Provided data below:

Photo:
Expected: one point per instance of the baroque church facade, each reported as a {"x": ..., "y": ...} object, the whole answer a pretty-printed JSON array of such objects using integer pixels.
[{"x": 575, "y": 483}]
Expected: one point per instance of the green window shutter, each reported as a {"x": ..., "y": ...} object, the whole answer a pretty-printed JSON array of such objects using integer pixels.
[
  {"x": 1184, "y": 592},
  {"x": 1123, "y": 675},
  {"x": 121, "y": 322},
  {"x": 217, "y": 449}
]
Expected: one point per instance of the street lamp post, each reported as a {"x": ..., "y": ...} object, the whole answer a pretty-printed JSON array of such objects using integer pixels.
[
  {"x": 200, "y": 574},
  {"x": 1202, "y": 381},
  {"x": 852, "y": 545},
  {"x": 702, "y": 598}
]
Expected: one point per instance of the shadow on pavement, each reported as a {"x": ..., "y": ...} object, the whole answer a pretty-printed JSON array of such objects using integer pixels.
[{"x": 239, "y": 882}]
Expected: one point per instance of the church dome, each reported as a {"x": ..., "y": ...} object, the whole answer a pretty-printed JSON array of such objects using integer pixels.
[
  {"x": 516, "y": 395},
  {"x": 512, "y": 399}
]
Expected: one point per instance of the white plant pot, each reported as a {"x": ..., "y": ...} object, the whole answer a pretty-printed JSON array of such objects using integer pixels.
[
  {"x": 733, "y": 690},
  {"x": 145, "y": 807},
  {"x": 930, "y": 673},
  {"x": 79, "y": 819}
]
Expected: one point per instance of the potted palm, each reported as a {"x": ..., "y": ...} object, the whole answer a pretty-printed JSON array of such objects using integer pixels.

End of Provided data.

*Task prompt:*
What is needed here is an exact copy of every record.

*Your solution:*
Photo:
Expected: one point per instance of the baroque church facade, each reported as a {"x": ..., "y": ...} object, the whole answer a pretty-printed JSON array of such objects using integer pixels.
[{"x": 575, "y": 483}]
Expected: one point per instance of the green window shutter, each reported as a {"x": ..., "y": ...} object, the whole answer a pretty-printed JSON array of such objects using integer pixels.
[
  {"x": 1184, "y": 592},
  {"x": 1123, "y": 675},
  {"x": 121, "y": 322},
  {"x": 217, "y": 449}
]
Expected: one point per instance of the street lamp post, each reported as a {"x": ..., "y": ...} object, the whole answer a pretty-printed JSON array of such objects using integer pixels.
[
  {"x": 200, "y": 574},
  {"x": 1202, "y": 381},
  {"x": 852, "y": 545},
  {"x": 702, "y": 598}
]
Expected: one point per instance of the shadow on pavement, each reported as a {"x": ..., "y": ...} object, the whole answer a pretty-printed JSON array of such objects using integer pixels.
[{"x": 239, "y": 882}]
Expected: one point per instance of the church dome, each reported as a {"x": ..., "y": ...} object, the whole answer a pretty-printed JSON array of such objects using integer pixels.
[
  {"x": 516, "y": 395},
  {"x": 512, "y": 399}
]
Expected: one point per instance of the white plant pot, each reported as a {"x": ..., "y": ...} object, the whole answer a pretty-printed JSON array of such objects using integer pixels.
[
  {"x": 733, "y": 690},
  {"x": 145, "y": 807},
  {"x": 930, "y": 673},
  {"x": 79, "y": 819}
]
Expected: one point per instance of the potted palm, each reported as a {"x": ..., "y": ...} object, the whole answer a pretty-printed JSON array of such objects using integer pixels.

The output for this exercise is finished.